TASK PROMPT:
Set down all of the records exactly, leaving none out.

━━ DATASET EXCERPTS ━━

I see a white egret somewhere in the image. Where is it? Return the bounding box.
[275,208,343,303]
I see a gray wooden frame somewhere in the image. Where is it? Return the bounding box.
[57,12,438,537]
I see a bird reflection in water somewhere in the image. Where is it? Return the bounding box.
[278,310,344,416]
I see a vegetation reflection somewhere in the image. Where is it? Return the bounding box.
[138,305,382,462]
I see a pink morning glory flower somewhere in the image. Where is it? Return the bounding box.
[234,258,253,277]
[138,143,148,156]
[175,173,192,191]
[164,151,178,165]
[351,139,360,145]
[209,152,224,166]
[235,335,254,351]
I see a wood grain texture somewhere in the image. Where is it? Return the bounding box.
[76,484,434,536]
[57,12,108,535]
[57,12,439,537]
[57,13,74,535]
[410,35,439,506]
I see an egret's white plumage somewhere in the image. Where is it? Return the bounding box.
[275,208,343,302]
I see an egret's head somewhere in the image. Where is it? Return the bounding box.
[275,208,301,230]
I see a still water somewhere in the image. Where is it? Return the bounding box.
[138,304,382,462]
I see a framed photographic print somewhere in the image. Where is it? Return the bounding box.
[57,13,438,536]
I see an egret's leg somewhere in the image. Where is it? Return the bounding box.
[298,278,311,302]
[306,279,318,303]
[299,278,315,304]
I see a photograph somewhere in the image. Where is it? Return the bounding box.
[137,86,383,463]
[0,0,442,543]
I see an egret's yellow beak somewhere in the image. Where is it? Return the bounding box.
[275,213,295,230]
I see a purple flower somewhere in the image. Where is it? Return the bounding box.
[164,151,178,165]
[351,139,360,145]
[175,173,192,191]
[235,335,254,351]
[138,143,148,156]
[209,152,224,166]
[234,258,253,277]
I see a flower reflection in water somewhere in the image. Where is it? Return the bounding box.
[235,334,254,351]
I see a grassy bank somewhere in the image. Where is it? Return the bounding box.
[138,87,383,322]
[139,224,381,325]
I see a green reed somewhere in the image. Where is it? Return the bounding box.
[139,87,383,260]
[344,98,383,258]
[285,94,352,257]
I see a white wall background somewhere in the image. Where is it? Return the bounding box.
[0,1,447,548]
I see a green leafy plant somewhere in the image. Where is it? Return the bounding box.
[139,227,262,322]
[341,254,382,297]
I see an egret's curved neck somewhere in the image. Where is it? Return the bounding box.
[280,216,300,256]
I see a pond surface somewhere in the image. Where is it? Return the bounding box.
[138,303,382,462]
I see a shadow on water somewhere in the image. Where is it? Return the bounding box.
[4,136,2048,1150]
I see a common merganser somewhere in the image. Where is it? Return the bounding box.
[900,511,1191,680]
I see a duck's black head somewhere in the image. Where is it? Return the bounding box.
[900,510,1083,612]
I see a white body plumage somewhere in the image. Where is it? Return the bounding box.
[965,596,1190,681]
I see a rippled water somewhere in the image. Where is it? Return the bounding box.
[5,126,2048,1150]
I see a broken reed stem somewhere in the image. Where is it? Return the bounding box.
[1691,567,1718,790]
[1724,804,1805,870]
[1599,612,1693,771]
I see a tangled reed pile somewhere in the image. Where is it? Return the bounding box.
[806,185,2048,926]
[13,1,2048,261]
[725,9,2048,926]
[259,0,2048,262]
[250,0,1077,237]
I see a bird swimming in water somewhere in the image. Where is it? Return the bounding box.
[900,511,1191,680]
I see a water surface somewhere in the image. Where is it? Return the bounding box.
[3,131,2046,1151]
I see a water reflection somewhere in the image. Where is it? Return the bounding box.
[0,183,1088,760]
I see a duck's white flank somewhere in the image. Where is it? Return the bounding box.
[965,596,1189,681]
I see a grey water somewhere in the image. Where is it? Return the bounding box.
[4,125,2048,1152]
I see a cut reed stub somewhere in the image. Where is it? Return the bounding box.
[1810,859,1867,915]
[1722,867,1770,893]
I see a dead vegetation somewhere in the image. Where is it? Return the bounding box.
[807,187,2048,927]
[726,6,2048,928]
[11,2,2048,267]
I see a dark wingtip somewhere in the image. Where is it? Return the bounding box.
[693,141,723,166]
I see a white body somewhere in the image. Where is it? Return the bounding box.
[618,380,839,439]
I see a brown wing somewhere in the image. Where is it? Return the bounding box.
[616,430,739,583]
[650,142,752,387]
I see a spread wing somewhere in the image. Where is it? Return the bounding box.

━━━

FINISHED TASK:
I see a white egret somewhere in the image. Where is it? Return the bounding box.
[275,208,343,303]
I see a gray wooden frame somewhere in the image. Where is it? Return the bounding box.
[57,12,438,537]
I see a bird reflection in water somewhere in the image. Where is it? Return the bounding box.
[278,310,344,416]
I see a vegetation reflection somewhere in the image. Where is it? Return the bounding box.
[138,305,382,462]
I see a pink morning glory flower somewhere in the image. Where is it? Return the bounding box.
[234,258,253,277]
[138,143,148,156]
[175,173,192,191]
[164,151,178,165]
[351,139,360,145]
[209,152,224,166]
[235,335,254,351]
I see a wood grain texture somewhere in the image. Where is it? Return the bounding box.
[76,484,434,536]
[57,12,108,535]
[57,12,439,537]
[57,13,74,535]
[410,35,439,506]
I see an egret's white plumage somewhere in the image. Where is it? Return the bounding box.
[275,208,343,302]
I see an egret's head somewhere in the image. Where is it? Return the bounding box.
[275,208,301,230]
I see a still water somewhere in the image. Where is it? Return the bounding box.
[138,304,382,462]
I see a framed photographic print somewhere in the image. Where is it? Return the bounding box.
[57,13,438,536]
I see an egret's leg somewhere in the image. Where is it? Return the bounding box.
[298,278,311,302]
[306,279,318,303]
[299,278,315,304]
I see a photograph somewhere in the image. Where is it? Return the bounding box.
[137,86,383,463]
[0,0,442,543]
I see an egret's yellow beak somewhere in the image. Where is it? Return the bounding box.
[275,213,295,230]
I see a purple flower somewhere in the image. Where is it? Return the bounding box.
[164,151,178,165]
[351,139,360,145]
[175,173,192,191]
[235,335,254,351]
[138,143,148,156]
[209,152,224,166]
[234,258,253,277]
I see a flower reflection in water somewhere in the image. Where is it? Return the bounding box.
[235,334,254,351]
I see a grassy bank somewhere in the image. Where is it? Return the bounding box.
[138,87,383,322]
[139,224,381,325]
I see a green reed somewhere in the image. Where is it? Return the bounding box.
[139,87,383,260]
[344,98,383,258]
[285,94,352,257]
I see a white wall background somewhere in the image. Where is it? Return the bounding box.
[0,1,447,548]
I see a green leafy plant somewhere in the image. Where is it? Return the bounding box.
[139,227,262,322]
[341,254,382,297]
I see an egret's curved neck somewhere in the image. Where is it? Return the bounding box.
[280,216,300,256]
I see a pond surface somewhere in the image. Where is it? Return the bounding box.
[138,303,382,462]
I see a shadow on water somewhere in the image. Where is it? Return the bounding box.
[4,136,2048,1150]
I see a common merganser somewhere in the image. Where is it? Return the bounding box.
[900,511,1191,680]
I see a duck's black head somewhere in the image. Where is it? Return the bounding box.
[900,510,1083,612]
I see a white body plumage somewhere in the image. Where is it? Return the bounding box.
[965,596,1190,681]
I see a rippled water somewhere in the image. Where is it? Return the bounding box.
[5,126,2048,1150]
I see a broken reed stem somewhere in the image. Where is it? Return the bounding box.
[1691,567,1718,790]
[1724,804,1805,870]
[1599,612,1693,771]
I see a tangled reed pile somewhere in the image. Where is it? Return the bounding box.
[806,185,2048,926]
[13,1,2048,261]
[725,9,2048,926]
[259,0,2048,262]
[250,0,1077,237]
I see a bird swimming in water somewhere in the image. Where is it? Return the bounding box.
[900,511,1191,680]
I see a water surface somewhere in the image. Where is it? Return the bounding box.
[3,131,2046,1151]
I see a water reflection somewhere in the image. Where is it? Return the bounding box.
[0,183,1088,760]
I see a duck's white flank somewhere in the image. Where is it? Return the bounding box.
[965,596,1189,681]
I see a grey water somewhere in the image. Where is it? Return the bounding box.
[4,125,2048,1152]
I see a cut reed stub somewhere in the image. Where is it? Return the bounding box.
[1810,859,1867,915]
[1722,867,1770,893]
I see a dead vegetation somewhere in the image. Where is it? Return the bounding box.
[807,187,2048,927]
[726,6,2048,928]
[11,2,2048,267]
I see a dark wingtip somewhere in the image. Where is it? Return the bounding box.
[693,141,723,166]
I see a white body somewhere in the image. Where is it? Return the bounding box.
[618,380,839,439]
I see a brown wing somewhere in the image. Where is it? Return the bounding box.
[616,430,739,583]
[650,142,752,387]
I see a spread wing somewhere in the image. Where is it? Return the bounding box.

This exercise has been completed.